1

I'm using a simple technique to prevent FOUC on my page. I have a "feedback" sliding button on my page that's initially set with display:none in my stylesheet. Later, when JS is loaded and the sliding code is loaded, i apply .css('display', 'block') with jQuery. That works perfectly.

However, when someone prints the page, my sliding button and it's content are shown in the print version, even though i'm declaring display:none for the DIV inside the print.css. How can i fix this?

| Goals |
a - Copy the part of the feedback-button post starting with "I'm using a" and going on through "i fix this?".
b - In the post about the feedback button, what display setting does the stylesheet give the button at first?
c - Go on with the post about hiding the feedback button in print, picking up after its last sentence.
The records that come next are separate material, unrelated to the text above.

Records from a data collection:
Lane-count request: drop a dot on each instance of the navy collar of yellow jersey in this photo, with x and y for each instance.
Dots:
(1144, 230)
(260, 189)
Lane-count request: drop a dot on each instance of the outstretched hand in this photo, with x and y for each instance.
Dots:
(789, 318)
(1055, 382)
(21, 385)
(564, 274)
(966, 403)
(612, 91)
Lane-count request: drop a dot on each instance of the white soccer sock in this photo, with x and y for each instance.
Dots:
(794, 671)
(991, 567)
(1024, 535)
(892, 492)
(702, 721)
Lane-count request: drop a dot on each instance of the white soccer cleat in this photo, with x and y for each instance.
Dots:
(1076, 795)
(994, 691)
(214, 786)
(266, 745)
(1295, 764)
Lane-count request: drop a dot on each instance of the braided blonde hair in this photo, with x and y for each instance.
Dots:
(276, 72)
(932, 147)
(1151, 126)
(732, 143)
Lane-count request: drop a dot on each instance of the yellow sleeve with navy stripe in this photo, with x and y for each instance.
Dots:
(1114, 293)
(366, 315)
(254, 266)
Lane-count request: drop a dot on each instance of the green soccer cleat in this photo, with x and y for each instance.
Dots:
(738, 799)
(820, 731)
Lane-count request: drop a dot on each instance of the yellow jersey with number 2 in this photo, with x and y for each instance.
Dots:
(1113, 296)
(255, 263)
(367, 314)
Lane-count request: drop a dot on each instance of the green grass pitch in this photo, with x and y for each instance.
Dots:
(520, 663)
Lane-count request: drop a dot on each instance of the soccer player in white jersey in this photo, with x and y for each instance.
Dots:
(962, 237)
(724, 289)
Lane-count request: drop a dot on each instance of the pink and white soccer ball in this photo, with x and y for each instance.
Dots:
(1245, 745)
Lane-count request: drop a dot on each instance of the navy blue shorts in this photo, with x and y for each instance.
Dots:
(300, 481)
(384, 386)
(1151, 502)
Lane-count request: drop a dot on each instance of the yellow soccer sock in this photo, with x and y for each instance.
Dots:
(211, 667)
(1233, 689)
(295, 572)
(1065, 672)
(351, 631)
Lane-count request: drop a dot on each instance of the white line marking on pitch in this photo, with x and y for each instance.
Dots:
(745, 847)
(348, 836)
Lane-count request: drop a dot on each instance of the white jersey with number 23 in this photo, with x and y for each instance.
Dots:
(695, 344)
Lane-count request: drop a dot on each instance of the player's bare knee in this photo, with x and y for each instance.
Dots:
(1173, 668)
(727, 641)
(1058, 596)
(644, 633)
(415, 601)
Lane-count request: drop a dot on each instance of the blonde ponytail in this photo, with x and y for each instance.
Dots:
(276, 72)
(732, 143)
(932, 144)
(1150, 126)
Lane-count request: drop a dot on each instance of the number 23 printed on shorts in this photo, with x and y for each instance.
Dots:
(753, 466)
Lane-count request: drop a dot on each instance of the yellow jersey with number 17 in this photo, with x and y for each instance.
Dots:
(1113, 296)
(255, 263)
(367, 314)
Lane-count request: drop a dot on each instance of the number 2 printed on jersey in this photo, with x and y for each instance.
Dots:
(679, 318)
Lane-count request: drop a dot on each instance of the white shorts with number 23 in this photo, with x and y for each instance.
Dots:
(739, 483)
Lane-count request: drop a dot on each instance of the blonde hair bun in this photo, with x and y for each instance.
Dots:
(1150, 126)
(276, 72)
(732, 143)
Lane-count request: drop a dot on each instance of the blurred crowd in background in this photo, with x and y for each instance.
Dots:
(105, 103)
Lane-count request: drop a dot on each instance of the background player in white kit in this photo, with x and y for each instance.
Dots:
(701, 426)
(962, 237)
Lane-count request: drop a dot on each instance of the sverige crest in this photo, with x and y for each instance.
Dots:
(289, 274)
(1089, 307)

| Answers for the tasks |
a -
I'm using a simple technique to prevent FOUC on my page. I have a "feedback" sliding button on my page that's initially set with display:none in my stylesheet. Later, when JS is loaded and the sliding code is loaded, i apply .css('display', 'block') with jQuery. That works perfectly.

However, when someone prints the page, my sliding button and it's content are shown in the print version, even though i'm declaring display:none for the DIV inside the print.css. How can i fix this?

b - display:none

c -
user620240
  • 13
  • 2
  • has ur print.css have a @print{} line anywhere ? or perhaps the `link` tag has a `media="print"` attribute? – Val Feb 28 '11 at 14:42
  • Well, can you show the bit of CSS that should be making the element "display: none" in the print stylesheet? That stuff does actually work, but not when there are errors :-) – Pointy Feb 28 '11 at 14:45
  • @Pointy: user620240 applies css('display', 'block') with jQuery which overrides the display: none in CSS. !important in the print style should do the trick. – rsp Feb 28 '11 at 14:59
  • OK well using "!important" is kind-of a hack, so if it causes other problems I'd suggest not applying "display: block" directly. Instead, add a class name to the `` tag (or something) and use CSS to make the element visible when the class name is there. Then you can just leave out that bit from the print CSS. – Pointy Feb 28 '11 at 15:06

1 Answers1

1

Maybe use:

display: none !important;

in your print style.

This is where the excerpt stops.